> 提供テキスト:
-- -- --

麻生国務大臣 平成十七年度の地方財政計画の概要について御説明を申し上げます。

 極めて厳しい地方財政の現状等を踏まえ、経済財政運営と構造改革に関する基本方針等に沿って、歳出全般にわたり見直しを行うことに努めております。一方、地域において必要な行政課題に対しては適切に財源措置を行うこととし、安定的な財政運営に必要な地方交付税などの一般財源を確保することを基本といたしております。

 引き続き生じる財源不足につきましては、一般会計からの加算、特例地方債の発行等により補てんすることとし、地方財政の運営に支障が生じないようにいたしております。

 さらに、三位一体の改革として行われる国庫補助負担金の一般財源化等に対応し、所得譲与税による税源移譲等の措置を講じております。

 以上の方針のもとに、平成十七年度の地方財政計画を策定いたしました結果、歳入歳出の規模は八十三兆七千六百八十七億円となり、前年度に比べ八千九百八十二億円、一・一%の減となっております。

 以上が、平成十七年度の地方財政計画の概要であります。

実川委員長 以上で説明は終わりました。

     ――――◇―――――

実川委員長 次に、内閣提出、地方交付税法等の一部を改正する法律案を議題といたします。

 これより趣旨の説明を聴取いたします。麻生総務大臣。

    ―――――――――――――

 地方交付税法等の一部を改正する法律案

    〔本号末尾に掲載〕

    ―――――――――――――

麻生国務大臣 ただいま議題となりました地方交付税法等の一部を改正する法律案につきまして、その提案理由及び概要を御説明申し上げます。

 地方財政の収支が引き続き著しく不均衡な状況にあること等にかんがみ、平成十七年度分の地方交付税の総額の特例措置を講ずるとともに、国の一般会計から交付税及び譲与税配付金特別会計への繰り入れに関する特例を改正いたします。また、各種の制度改正等に伴って必要となる行政経費の財源を措置するため、地方交付税の単位費用を改正する等の必要があります。

-- -- --

> 課題の内容:
1/ 地方財政についての大臣説明の文章から、「実川委員長 次に、内閣提出、」から「び概要を御説明申し上げます。」までの一続きの部分を、一字も変えずに書き写してください。
2/ 地方財政計画と地方交付税法改正案についての大臣説明の文章を、示された最後の文の次から書き進めてください。

> 提供データ:
-- -- --

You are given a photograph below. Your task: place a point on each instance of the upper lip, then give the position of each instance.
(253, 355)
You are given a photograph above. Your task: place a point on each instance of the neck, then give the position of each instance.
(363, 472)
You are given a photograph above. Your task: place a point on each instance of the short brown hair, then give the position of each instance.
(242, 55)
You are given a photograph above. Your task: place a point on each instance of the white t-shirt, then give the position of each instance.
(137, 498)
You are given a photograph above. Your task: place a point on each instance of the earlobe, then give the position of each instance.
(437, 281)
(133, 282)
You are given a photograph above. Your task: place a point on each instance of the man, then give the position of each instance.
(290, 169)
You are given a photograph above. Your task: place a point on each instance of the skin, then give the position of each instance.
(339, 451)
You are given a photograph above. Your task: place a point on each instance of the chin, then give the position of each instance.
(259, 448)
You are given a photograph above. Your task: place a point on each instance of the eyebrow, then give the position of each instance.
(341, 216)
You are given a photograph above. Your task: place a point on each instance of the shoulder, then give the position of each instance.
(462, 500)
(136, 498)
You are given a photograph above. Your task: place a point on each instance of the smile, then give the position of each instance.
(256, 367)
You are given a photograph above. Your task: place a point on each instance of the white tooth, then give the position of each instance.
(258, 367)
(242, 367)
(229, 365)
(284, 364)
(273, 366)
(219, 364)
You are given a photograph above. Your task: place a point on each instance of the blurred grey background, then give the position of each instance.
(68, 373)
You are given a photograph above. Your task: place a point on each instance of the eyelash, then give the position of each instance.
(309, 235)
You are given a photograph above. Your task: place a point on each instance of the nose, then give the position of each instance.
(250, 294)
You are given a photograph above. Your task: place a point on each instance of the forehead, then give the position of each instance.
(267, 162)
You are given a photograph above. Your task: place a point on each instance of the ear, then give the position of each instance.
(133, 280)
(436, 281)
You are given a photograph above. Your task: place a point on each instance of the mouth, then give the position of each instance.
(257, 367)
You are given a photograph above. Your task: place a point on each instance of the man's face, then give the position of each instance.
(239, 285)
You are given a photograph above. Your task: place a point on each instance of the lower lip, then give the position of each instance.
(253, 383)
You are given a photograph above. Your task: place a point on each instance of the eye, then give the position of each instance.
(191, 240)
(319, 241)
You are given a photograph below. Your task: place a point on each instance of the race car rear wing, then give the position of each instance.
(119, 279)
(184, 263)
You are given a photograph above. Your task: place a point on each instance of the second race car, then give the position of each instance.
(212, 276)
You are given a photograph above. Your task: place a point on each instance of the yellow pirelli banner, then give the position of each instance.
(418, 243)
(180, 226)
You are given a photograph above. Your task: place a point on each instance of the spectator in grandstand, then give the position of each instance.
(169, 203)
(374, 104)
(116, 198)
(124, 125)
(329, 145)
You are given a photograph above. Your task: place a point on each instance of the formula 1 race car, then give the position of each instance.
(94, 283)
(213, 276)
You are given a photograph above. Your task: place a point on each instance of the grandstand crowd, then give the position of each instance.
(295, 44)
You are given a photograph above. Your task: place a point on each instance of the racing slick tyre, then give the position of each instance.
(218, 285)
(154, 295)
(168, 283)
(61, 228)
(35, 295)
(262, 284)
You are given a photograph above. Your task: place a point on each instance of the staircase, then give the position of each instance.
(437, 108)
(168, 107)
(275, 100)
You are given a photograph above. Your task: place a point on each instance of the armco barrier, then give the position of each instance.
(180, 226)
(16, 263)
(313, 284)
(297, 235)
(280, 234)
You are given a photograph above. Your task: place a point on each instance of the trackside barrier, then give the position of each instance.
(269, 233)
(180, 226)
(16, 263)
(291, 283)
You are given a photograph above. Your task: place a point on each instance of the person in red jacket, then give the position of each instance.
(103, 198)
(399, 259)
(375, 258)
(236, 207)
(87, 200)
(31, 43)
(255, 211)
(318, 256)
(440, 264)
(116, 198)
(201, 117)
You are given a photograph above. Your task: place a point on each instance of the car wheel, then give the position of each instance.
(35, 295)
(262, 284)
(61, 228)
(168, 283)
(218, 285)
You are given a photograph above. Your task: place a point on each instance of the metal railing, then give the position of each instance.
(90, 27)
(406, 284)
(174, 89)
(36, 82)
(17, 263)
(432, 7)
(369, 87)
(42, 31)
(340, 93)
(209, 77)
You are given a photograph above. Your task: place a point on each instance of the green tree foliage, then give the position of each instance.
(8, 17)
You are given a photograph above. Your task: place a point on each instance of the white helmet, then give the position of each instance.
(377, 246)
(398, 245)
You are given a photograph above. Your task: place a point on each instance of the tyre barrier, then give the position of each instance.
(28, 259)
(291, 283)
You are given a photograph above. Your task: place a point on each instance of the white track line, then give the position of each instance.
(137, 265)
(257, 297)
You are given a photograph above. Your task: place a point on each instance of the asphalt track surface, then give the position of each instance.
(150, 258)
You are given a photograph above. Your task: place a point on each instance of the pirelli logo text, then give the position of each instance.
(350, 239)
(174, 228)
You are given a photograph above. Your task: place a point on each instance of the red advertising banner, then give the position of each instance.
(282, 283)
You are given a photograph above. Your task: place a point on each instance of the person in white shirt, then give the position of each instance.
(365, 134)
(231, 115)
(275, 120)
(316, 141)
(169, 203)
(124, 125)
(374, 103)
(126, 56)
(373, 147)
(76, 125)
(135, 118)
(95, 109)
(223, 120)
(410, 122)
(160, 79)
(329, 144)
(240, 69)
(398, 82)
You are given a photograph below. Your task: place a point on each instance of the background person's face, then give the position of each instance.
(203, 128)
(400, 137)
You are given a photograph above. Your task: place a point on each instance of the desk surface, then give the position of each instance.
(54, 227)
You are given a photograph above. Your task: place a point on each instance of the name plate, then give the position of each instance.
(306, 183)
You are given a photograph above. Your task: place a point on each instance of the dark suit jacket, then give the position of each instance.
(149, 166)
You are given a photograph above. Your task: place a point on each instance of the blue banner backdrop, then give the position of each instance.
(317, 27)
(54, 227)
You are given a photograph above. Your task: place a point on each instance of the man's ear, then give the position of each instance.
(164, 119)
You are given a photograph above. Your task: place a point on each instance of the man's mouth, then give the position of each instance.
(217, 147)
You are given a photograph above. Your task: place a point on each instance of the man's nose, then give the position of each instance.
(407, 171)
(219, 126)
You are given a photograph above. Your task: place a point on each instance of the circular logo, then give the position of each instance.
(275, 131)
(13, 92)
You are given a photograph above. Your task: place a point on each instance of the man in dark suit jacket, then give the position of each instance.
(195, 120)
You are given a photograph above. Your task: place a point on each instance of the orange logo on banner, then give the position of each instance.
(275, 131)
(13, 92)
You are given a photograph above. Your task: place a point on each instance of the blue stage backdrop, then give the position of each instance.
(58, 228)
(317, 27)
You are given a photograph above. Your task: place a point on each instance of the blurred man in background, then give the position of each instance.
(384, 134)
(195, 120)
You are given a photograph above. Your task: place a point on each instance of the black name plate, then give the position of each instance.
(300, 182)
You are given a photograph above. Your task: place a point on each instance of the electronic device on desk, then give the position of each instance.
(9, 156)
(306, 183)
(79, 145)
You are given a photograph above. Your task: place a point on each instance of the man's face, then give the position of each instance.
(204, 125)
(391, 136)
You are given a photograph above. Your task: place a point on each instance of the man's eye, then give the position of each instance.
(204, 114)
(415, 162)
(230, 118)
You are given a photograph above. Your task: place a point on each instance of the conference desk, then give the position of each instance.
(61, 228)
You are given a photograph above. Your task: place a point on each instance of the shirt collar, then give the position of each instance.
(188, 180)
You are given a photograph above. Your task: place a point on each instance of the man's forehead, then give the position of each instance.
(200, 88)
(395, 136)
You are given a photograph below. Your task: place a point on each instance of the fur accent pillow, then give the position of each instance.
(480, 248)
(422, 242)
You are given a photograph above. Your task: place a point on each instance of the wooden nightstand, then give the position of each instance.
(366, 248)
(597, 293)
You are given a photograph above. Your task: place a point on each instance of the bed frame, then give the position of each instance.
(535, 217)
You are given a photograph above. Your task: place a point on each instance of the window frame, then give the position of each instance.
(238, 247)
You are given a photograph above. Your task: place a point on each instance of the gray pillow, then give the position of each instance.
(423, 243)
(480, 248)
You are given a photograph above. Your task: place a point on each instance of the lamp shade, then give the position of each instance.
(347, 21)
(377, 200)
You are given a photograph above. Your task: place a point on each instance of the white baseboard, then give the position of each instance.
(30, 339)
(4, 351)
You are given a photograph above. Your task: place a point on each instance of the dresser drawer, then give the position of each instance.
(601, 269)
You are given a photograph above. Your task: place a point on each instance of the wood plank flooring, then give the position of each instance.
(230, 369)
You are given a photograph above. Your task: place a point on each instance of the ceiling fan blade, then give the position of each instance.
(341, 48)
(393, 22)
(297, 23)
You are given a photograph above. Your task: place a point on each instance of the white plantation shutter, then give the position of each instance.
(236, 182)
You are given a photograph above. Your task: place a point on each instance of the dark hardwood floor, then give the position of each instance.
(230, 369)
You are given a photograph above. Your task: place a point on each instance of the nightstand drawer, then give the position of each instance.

-- -- --

> 解答例:
1/
実川委員長 次に、内閣提出、地方交付税法等の一部を改正する法律案を議題といたします。

 これより趣旨の説明を聴取いたします。麻生総務大臣。

    ―――――――――――――

 地方交付税法等の一部を改正する法律案

    〔本号末尾に掲載〕

    ―――――――――――――

麻生国務大臣 ただいま議題となりました地方交付税法等の一部を改正する法律案につきまして、その提案理由及び概要を御説明申し上げます。

2/
 次に、法律案の内容について、その概要を御説明申し上げます。

 まず、平成十七年度分の地方交付税の総額につきましては、地方交付税法第六条第二項の額に、法定加算額、臨時財政対策のための特例加算額、交付税特別会計借入金及び同特別会計における剰余金を加算した額から、同特別会計借入金償還額及び利子支払い額を控除した額十六兆八千九百七十九億円とすることといたしております。

 次に、平成十九年度から平成三十三年度までの間における、国の一般会計から交付税及び譲与税配付金特別会計への繰り入れに関する特例等を改正することといたしております。

 また、平成十七年度分の普通交付税の算定に用いる単位費用を改正するとともに、算定の簡素化を図る観点から、経費の種類の統合及び補正係数の見直しを行うことといたしております。

 あわせて、公営競技を施行する地方公共団体の公営企業金融公庫に対する納付金の納付期間を五年間延長することといたします。また、義務教育費国庫負担金及び公立養護学校教育費国庫負担金の平成十七年度における暫定的な減額に伴う財源措置として税源移譲予定特例交付金を拡充いたします。また、その税源移譲予定特例交付金に係る基準財政収入額の算定につきましては、百分の七十五の基準率を改め、税源移譲予定特例交付金の額により算定することといたしております。

 さらに、地方公務員共済組合の事務に要する費用に係る地方公共団体の負担の特例を、平成十七年度においても適用することとしております。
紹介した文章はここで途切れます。